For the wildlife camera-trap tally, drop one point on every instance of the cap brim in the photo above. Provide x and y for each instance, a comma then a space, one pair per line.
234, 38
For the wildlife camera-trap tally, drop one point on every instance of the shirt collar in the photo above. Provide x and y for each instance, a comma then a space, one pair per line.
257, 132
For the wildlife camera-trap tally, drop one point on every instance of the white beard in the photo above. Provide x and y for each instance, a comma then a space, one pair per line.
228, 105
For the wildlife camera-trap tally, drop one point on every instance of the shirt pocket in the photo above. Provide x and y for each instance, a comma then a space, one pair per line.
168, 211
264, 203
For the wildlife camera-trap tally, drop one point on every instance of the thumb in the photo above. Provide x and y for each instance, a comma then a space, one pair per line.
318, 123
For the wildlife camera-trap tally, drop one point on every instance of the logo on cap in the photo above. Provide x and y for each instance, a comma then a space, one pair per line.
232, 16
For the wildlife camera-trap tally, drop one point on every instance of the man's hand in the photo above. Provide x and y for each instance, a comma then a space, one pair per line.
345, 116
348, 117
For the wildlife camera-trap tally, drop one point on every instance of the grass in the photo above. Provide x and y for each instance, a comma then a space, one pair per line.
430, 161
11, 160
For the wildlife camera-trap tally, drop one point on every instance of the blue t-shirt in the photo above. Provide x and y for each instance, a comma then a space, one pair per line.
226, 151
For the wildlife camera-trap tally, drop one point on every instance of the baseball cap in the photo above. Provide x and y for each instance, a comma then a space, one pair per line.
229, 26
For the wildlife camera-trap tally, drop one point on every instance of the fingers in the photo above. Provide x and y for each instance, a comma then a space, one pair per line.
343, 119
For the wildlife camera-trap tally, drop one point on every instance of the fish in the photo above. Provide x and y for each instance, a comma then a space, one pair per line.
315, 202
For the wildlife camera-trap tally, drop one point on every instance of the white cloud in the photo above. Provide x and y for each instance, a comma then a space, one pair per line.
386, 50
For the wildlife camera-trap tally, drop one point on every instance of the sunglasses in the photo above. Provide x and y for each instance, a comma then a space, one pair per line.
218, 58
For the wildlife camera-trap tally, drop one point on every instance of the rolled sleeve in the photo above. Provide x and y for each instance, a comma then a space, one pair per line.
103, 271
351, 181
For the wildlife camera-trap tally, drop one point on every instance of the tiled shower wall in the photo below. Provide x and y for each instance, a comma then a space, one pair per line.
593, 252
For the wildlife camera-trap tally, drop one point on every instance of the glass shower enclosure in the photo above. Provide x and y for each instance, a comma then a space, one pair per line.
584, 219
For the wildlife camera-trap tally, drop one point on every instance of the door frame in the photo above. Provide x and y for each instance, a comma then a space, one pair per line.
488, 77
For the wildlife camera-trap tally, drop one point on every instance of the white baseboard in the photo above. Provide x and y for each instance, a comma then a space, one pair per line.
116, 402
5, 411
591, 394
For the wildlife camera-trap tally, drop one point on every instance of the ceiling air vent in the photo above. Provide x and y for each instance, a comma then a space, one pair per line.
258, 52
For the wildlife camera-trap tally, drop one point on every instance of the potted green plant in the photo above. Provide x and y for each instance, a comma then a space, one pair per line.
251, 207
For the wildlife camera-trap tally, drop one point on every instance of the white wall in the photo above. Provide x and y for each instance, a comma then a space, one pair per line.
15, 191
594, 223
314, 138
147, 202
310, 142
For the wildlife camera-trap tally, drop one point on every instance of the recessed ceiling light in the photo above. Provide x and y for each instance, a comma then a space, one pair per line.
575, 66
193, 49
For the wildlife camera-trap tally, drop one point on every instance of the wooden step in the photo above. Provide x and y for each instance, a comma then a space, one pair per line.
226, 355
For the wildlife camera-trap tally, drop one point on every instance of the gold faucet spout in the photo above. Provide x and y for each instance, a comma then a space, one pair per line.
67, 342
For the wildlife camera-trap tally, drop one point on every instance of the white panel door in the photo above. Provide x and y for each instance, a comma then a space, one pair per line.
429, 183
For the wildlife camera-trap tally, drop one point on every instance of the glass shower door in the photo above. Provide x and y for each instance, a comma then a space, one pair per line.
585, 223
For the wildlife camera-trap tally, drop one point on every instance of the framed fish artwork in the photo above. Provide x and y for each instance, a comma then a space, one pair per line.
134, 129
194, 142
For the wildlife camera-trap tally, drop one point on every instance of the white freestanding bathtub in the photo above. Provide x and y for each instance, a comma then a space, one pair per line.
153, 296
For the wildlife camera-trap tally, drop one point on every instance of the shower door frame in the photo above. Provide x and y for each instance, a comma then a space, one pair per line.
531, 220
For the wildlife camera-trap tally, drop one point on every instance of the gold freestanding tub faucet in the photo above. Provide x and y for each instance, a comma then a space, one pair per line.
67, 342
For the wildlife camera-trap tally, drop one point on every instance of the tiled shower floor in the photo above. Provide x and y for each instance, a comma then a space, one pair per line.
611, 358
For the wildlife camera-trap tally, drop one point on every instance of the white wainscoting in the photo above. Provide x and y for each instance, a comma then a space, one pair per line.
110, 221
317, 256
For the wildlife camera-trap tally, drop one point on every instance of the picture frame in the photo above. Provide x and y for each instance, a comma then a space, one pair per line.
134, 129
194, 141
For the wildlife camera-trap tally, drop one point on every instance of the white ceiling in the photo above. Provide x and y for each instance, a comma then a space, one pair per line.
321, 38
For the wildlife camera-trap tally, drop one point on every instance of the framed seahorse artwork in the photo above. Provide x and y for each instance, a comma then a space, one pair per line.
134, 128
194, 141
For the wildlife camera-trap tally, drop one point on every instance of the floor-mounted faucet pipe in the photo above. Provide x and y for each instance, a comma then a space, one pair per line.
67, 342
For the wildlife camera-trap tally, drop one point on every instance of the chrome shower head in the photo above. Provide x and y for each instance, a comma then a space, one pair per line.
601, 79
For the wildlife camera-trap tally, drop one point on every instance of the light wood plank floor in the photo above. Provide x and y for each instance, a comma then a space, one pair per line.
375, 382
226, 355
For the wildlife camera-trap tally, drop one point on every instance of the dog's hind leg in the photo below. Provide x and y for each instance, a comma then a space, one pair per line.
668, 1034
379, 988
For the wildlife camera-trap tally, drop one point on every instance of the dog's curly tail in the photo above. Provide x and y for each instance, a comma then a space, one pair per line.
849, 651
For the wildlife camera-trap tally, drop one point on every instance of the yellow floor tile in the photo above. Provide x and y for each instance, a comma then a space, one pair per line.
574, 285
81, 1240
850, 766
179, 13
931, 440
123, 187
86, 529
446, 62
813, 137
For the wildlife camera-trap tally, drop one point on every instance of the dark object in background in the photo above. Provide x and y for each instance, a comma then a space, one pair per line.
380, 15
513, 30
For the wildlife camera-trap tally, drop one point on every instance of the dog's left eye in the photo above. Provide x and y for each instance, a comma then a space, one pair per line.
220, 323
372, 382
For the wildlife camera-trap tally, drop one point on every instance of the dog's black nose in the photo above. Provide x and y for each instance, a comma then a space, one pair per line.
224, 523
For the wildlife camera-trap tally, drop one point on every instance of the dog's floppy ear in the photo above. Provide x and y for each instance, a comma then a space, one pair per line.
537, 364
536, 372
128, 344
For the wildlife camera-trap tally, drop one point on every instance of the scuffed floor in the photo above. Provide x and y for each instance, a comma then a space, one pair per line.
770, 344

**Aim**:
Copy out each line exactly.

**Solved problem**:
For the wildlife camera-trap tally, drop one point on every instance of the cap brim in the photo above. Provide x and y for each instance, a comma then a space, one pair per line.
234, 38
For the wildlife camera-trap tally, drop one point on every instance of the shirt collar in the photo above. Provide x and y for each instance, a comma then a space, one pair per line.
257, 132
For the wildlife camera-trap tally, drop one point on every instance of the white beard in the photo above. Provide x and y for each instance, a comma then a space, one pair per line.
228, 105
For the wildlife camera-trap tally, drop one point on every instance of the shirt pocket in the photo above. Provide x and y for each instance, a comma then a space, one pair per line.
168, 211
264, 203
For the wildlife camera-trap tally, drop one point on every instance of the thumb in the photo above. Provide x and y for each instance, a comma then a space, one pair per line.
318, 123
For the wildlife camera-trap tally, drop one point on every instance of the logo on cap in the photo above. Provide x and y for each instance, a comma then a space, one pair per line.
232, 16
For the wildlife camera-trap tally, drop one point on every instance of the man's hand in the photo above. Provide x and y for each instance, a comma then a space, one pair per line.
345, 116
348, 117
For the wildlife camera-trap tally, drop one point on every instance of the grass in the photo above. Provide x and y for each instance, a comma then a space, one pair per line.
430, 161
11, 160
For the wildlife camera-trap tally, drop one point on every instance of the blue t-shirt in the photo above. Provide x and y for each instance, a comma then a space, one pair per line.
226, 151
For the wildlife camera-trap tally, drop one point on every instance of the baseball cap in the photo above. Provide x and y for each instance, a comma then a space, one pair per line.
229, 26
For the wildlife camera-trap tally, drop one point on every instance of the fingers in the photo above. Provide x and y for each instance, a comma then a space, one pair per line.
343, 119
For the wildlife camera-trap tally, drop one point on every instance of the fish in the photo above. Provide x and y for each instance, a comma then a space, one pair per line.
315, 202
For the wildlife camera-trap tally, drop one point on every instance of the white cloud in the photo above. Provide x and y for each instance, a comma then a space, one pair per line.
386, 50
For the wildlife camera-trap tally, drop one point on every instance of the sunglasses in the photo above. Provide x and y for each instance, a comma then a space, one pair per line.
218, 58
For the wildlife camera-trap tally, drop one point on every instance of the rolled sleeve in the photo above. Provide x and y for each instance, a comma then a space, one pair per line.
103, 271
351, 181
For the wildlife camera-trap tally, drop one point on every instance of the tiled shower wall in the photo below. Provide x and y for each instance, a comma then a space, one pair per line.
593, 252
For the wildlife camera-trap tally, drop one point on every instance of the glass shower enclosure in the photo above. Provide x and y for each instance, a comma then a space, one pair per line.
584, 219
For the wildlife camera-trap tally, drop one point on every instance of the door frame in the photo above. Provide x and y for each instance, a comma then a space, one pair per line.
488, 77
For the wildlife camera-trap tally, drop one point on every instance of the white baseboard in the photo above. Provide x and y for each instance, a comma then a space, one pair per line.
116, 402
5, 411
591, 394
For the wildlife camera-trap tally, drop one point on every instance of the ceiling air vent in the photo above. Provide x and y for each instance, a comma then a space, one pair per line.
258, 52
For the wildlife camera-trap tally, drop one point on every instance of the potted green plant in the photo above. Provide x and y for each instance, a comma then a space, one pair per line.
251, 207
For the wildlife camera-trap tally, drop one point on every instance of the white wall in the photo above. Provide x and y for each instance, a comma then a space, one pair per line.
15, 191
594, 223
314, 138
147, 202
310, 142
For the wildlife camera-trap tally, drop one point on every instance of the recessed ceiling light in the photo above. Provide x and y for each instance, a comma then a space, one pair per line.
575, 66
193, 49
For the wildlife camera-trap tally, drop one point on every instance of the wooden step in the photo above. Provide x and y for each instance, a comma then a space, one pair per line.
226, 355
For the wildlife camera-trap tally, drop one point on every instance of the gold faucet spout in the photo above. Provide x and y for each instance, a comma then a space, one pair per line.
67, 342
For the wildlife camera-trap tally, drop one point on every instance of the white panel door in the photo above. Provide x and y for each instance, a comma then a space, one pair per line.
429, 183
For the wildlife camera-trap tally, drop one point on every instance of the glass shower door in the photo above. Provide x and y for each instance, a comma then a space, one pair per line.
585, 223
For the wildlife camera-trap tally, drop one point on every instance of the framed fish artwork in the photo above. Provide x and y for each instance, a comma then a space, one pair per line.
134, 129
194, 142
For the wildlife camera-trap tally, drop one point on every instance of the white freestanding bathtub in the photo above. Provide x and y for each instance, a comma then a space, one pair per line.
153, 296
For the wildlife camera-trap tally, drop one point on every instance of the shower door frame in the photo above. Provide x and y for each instance, a comma then a space, one pair per line.
531, 220
For the wildlife camera-trap tally, drop one point on every instance of the gold freestanding tub faucet in the photo above. Provide x and y for each instance, a comma then a space, one pair per line.
67, 342
For the wildlife camera-trap tally, drop one point on every instance of the tiled shower floor in the photo above. Provide x and y for each instance, a comma then a space, one pair per line.
611, 358
For the wildlife camera-trap tally, drop one point on every instance of the white wainscoting in the photo above. Provide x and y for each instance, a comma then a space, one pair per line.
110, 221
317, 256
For the wildlife camera-trap tally, drop one point on every instance of the picture frame in the photo above. Provide x and y for each instance, a comma then a space, one pair per line.
134, 129
194, 141
For the wildlife camera-trap tally, drop one point on every instance of the white ceiling in the photo above. Provide x and y for each instance, a comma then a space, one pair per line.
321, 38
For the wildlife camera-trap tally, drop one point on every instance of the framed seahorse artwork in the photo above. Provide x and y for each instance, a comma then a space, one pair per line.
134, 128
194, 141
For the wildlife camera-trap tally, drop one point on every instance of the floor-mounted faucet pipe in the photo above. Provide x and y for each instance, a comma then a space, one pair per line.
67, 342
For the wildlife camera-trap tally, drop one point on every instance of the chrome shower head in the photo above. Provide x and y for each instance, a comma then a space, one pair per line.
601, 79
For the wildlife camera-trap tally, drop one point on every instance of the light wood plank floor in the photo above. Provide x and y for each instance, a comma then a space, one pair per line.
375, 382
226, 355
For the wildlife camera-trap tally, drop one point on every instance of the dog's hind leg in the photo below. Provide x and y for each instance, a comma then a space, one pair per line.
668, 1034
379, 988
For the wildlife camera-trap tally, drop one point on every instance of the dog's curly tail in the photo above. Provide x and y for each instance, a comma then a space, one pair per line.
849, 651
For the wildlife camera-trap tally, drop one point on every instance of the yellow floor tile in the photo above. Provide x and y for each instance, a comma then a space, one pair per line.
574, 285
81, 1240
850, 766
179, 13
931, 440
123, 187
86, 529
446, 62
813, 137
For the wildlife camera-trap tally, drop one point on every instance of the dark object in background in the photo above. Provide x and y for each instance, a comma then a space, one pair per line.
380, 15
513, 30
For the wildlife camera-trap tally, drop one point on every instance of the dog's left eye in the photo above. Provide x and y for each instance, a comma then a space, one pair per line.
220, 323
372, 382
For the wildlife camera-trap tally, drop one point on every instance of the dog's black nose in the photo above. Provide x and y for each instance, a comma then a space, one pair per line.
224, 523
For the wildlife camera-trap tally, drop one point on every instance of the dog's floppy ear in the photo above. Provide x and y for each instance, a comma then a space, one pair per line.
537, 364
536, 372
128, 344
For the wildlife camera-trap tally, drop one point on every instance of the scuffed floor in the photo above. Provide x and y for each instance, a comma then a space, one pair per line.
770, 344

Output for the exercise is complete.